== WORK TO COMPLETE ==
Only one number is wanted here: how many lines of the data hold "mask".

== EXERCISE DATA ==
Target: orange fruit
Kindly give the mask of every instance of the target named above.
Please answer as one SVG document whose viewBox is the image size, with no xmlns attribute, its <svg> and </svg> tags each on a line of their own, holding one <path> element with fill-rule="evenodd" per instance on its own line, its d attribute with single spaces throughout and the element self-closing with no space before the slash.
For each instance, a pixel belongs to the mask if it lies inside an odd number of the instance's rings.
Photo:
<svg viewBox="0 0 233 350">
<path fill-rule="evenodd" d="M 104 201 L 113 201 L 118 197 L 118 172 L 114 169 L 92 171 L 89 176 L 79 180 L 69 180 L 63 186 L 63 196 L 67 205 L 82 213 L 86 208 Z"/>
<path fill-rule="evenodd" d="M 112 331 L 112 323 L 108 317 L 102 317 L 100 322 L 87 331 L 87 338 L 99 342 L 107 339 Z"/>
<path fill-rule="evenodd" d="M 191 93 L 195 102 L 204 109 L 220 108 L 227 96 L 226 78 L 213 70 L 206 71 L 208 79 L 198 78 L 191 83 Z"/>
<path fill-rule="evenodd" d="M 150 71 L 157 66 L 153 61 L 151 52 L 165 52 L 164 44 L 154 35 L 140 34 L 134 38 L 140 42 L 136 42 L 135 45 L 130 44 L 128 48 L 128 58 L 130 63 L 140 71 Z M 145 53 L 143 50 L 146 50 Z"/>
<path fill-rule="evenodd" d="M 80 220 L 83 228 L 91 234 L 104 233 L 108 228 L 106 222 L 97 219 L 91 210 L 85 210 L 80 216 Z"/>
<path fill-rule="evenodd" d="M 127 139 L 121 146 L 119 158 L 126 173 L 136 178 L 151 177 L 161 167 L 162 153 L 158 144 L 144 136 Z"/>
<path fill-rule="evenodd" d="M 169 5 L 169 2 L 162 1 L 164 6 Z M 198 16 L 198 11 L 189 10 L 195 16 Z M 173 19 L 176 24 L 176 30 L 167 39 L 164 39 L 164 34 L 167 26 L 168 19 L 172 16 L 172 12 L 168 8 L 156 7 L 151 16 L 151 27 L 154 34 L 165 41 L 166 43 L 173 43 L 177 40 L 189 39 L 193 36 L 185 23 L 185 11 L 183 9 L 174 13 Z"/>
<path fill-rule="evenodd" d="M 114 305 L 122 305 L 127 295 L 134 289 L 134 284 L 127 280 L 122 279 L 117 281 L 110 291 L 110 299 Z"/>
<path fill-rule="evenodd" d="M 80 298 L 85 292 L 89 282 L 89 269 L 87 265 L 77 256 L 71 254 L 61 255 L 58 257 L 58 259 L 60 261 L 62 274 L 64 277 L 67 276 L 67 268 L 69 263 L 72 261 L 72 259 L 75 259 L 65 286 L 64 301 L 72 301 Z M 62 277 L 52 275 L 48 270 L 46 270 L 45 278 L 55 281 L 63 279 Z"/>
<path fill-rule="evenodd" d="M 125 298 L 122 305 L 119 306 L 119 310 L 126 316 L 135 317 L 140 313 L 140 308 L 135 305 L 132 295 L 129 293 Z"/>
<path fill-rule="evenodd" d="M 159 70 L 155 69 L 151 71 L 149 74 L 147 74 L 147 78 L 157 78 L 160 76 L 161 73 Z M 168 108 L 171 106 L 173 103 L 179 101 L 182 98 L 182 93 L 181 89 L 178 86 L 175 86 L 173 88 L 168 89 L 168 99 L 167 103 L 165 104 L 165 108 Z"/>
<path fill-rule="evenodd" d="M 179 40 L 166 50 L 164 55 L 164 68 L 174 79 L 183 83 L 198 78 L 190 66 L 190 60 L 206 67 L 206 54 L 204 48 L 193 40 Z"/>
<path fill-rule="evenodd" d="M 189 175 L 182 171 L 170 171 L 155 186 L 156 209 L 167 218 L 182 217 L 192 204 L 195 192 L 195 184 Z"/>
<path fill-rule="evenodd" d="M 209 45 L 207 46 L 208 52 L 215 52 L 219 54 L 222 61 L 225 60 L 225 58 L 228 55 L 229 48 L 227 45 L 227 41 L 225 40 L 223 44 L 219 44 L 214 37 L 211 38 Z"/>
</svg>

== TASK RESULT ==
2